Exercise: The answer must be every entry, given again word for word.

Dataset excerpts
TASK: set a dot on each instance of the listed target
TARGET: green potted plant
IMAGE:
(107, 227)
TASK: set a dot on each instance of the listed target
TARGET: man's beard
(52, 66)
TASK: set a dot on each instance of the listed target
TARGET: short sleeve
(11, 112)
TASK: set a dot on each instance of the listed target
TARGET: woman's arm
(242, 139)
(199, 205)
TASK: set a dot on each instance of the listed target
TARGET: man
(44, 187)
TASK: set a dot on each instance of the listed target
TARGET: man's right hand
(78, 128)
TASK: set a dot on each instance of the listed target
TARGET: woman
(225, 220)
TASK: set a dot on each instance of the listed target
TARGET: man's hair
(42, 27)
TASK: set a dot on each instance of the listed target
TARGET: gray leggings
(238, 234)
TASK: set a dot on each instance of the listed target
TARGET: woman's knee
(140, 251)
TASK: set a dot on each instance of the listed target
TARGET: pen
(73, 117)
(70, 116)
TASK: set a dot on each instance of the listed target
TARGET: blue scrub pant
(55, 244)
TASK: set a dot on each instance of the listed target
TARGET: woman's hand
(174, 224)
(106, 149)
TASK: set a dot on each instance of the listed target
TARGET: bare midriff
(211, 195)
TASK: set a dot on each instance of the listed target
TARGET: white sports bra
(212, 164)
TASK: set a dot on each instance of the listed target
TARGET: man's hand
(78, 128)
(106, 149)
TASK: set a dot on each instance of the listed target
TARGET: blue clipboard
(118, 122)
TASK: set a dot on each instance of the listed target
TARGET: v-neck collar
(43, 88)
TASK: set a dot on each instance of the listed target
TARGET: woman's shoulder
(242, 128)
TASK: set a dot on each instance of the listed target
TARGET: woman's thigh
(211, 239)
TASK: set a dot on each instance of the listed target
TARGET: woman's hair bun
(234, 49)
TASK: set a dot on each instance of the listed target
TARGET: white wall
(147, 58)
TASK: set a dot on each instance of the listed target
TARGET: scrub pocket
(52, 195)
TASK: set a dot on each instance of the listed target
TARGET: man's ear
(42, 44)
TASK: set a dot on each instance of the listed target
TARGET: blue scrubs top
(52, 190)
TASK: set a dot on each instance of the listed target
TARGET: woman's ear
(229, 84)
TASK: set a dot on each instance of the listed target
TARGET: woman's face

Answer space:
TASK: set a dot on each instance of the listed target
TARGET: green potted plant
IMAGE:
(107, 227)
TASK: set a dot on each instance of the listed target
TARGET: man's beard
(52, 66)
TASK: set a dot on each instance of the listed target
TARGET: short sleeve
(11, 112)
TASK: set a dot on each instance of the listed target
TARGET: woman's arm
(242, 139)
(199, 205)
TASK: set a dot on each instance of the listed target
TARGET: man
(44, 187)
TASK: set a dot on each instance of the listed target
TARGET: man's right hand
(78, 128)
TASK: set a dot on each instance of the listed target
TARGET: woman
(225, 220)
TASK: set a dot on each instance of the listed target
TARGET: man's hair
(42, 27)
TASK: set a dot on each instance of the listed target
TARGET: gray leggings
(238, 234)
TASK: set a dot on each instance of the listed target
TARGET: woman's knee
(140, 251)
TASK: set a dot on each instance of the listed target
TARGET: pen
(73, 117)
(70, 116)
TASK: set a dot on each instance of the listed target
TARGET: blue scrub pant
(55, 244)
TASK: set a dot on each instance of the listed target
TARGET: woman's hand
(174, 224)
(106, 149)
TASK: set a dot on each instance of the listed target
TARGET: bare midriff
(211, 195)
TASK: set a dot on each instance of the listed target
TARGET: white sports bra
(212, 164)
TASK: set a dot on each instance of the listed target
TARGET: man's hand
(78, 128)
(106, 149)
TASK: set a dot on each instance of the listed target
TARGET: blue clipboard
(118, 122)
TASK: set a dot on each instance of the listed target
TARGET: v-neck collar
(43, 88)
TASK: set a dot on each instance of the listed target
TARGET: woman's shoulder
(242, 128)
TASK: set a dot on each instance of the listed target
TARGET: woman's thigh
(211, 239)
TASK: set a dot on each instance of the listed target
TARGET: woman's hair bun
(234, 49)
TASK: set a dot on each instance of the listed target
TARGET: white wall
(147, 58)
TASK: set a dot on each instance of the listed target
TARGET: scrub pocket
(52, 195)
TASK: set a dot on each instance of the listed target
TARGET: man's ear
(42, 44)
TASK: set a dot on each instance of the listed target
TARGET: blue scrubs top
(52, 190)
TASK: set a dot on each instance of the listed target
TARGET: woman's ear
(229, 84)
TASK: set a dot on each instance of the listed target
TARGET: woman's face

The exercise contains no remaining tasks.